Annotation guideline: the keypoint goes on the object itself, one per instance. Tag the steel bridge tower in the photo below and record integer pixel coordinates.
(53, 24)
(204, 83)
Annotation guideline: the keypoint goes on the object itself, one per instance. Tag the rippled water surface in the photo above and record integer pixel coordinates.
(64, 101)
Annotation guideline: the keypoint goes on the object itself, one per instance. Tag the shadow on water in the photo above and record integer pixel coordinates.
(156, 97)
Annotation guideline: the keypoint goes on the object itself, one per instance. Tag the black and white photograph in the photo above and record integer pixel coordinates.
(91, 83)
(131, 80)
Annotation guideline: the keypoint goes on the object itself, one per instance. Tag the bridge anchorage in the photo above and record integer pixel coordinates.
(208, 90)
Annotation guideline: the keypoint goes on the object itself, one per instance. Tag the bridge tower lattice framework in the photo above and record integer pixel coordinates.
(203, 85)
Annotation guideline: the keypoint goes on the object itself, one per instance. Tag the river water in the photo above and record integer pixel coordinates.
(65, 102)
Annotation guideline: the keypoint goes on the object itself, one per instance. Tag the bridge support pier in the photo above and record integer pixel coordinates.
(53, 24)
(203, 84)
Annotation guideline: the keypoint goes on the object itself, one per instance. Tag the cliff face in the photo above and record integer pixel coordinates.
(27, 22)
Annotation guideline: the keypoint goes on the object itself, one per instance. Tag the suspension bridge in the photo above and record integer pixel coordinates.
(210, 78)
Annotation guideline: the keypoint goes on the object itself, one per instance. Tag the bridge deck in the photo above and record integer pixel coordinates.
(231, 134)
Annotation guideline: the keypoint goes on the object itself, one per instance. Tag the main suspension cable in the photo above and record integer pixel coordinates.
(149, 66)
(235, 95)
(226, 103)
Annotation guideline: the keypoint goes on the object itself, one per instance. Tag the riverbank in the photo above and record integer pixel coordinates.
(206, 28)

.....

▶ [EXERCISE]: Rewrite all the lines of the items above as a Markdown table with two columns, Row and Line. Number each row and leave out blank lines.

▶ [EXPECTED ANSWER]:
| Row | Line |
|---|---|
| 1 | Annotation guideline: the keypoint goes on the object itself, one per instance. Tag the steel bridge tower in the photo below and record integer pixel coordinates. |
| 2 | (53, 24) |
| 3 | (204, 83) |
| 4 | Annotation guideline: the keypoint goes on the object itself, one per instance. Tag the rippled water surface in the photo above and record integer pixel coordinates. |
| 5 | (64, 101) |
| 6 | Annotation guideline: the keypoint goes on the object itself, one per instance. Tag the shadow on water in the photo above and record integer pixel coordinates. |
| 7 | (156, 97) |
| 8 | Annotation guideline: the keypoint goes on the object itself, one per instance. Tag the black and white photograph in the photo above and record integer pixel coordinates. |
| 9 | (91, 83) |
| 10 | (131, 80) |
| 11 | Annotation guideline: the keypoint goes on the object itself, one per instance. Tag the bridge anchorage in the photo above and record integer pixel coordinates. |
| 12 | (208, 90) |
| 13 | Annotation guideline: the keypoint goes on the object itself, one per instance. Tag the bridge tower lattice framework in the photo above and record integer pixel coordinates. |
| 14 | (203, 85) |
| 15 | Annotation guideline: the keypoint goes on the object itself, one per instance. Tag the river water in the photo above and record integer pixel coordinates. |
| 16 | (65, 102) |
| 17 | Annotation guideline: the keypoint goes on the object itself, one per instance. Tag the bridge support pier in the photo above and record integer pixel coordinates. |
| 18 | (53, 24) |
| 19 | (203, 84) |
| 20 | Annotation guideline: the keypoint goes on the object itself, one per instance. Tag the cliff face in the photo above and record integer pixel coordinates. |
| 21 | (27, 22) |
| 22 | Annotation guideline: the keypoint goes on the object itself, one per instance. Tag the suspension bridge in the photo above and record integer pixel coordinates. |
| 23 | (210, 78) |
| 24 | Annotation guideline: the keypoint goes on the object itself, one per instance. Tag the bridge deck in the photo above and record integer pixel coordinates. |
| 25 | (231, 134) |
| 26 | Annotation guideline: the keypoint goes on the object itself, one per instance. Tag the main suspension cable in the photo above and record integer pixel coordinates. |
| 27 | (149, 66) |
| 28 | (235, 95) |
| 29 | (226, 103) |
| 30 | Annotation guideline: the keypoint goes on the object itself, one per instance. Tag the riverbank in the photo above and record integer pixel coordinates. |
| 31 | (206, 28) |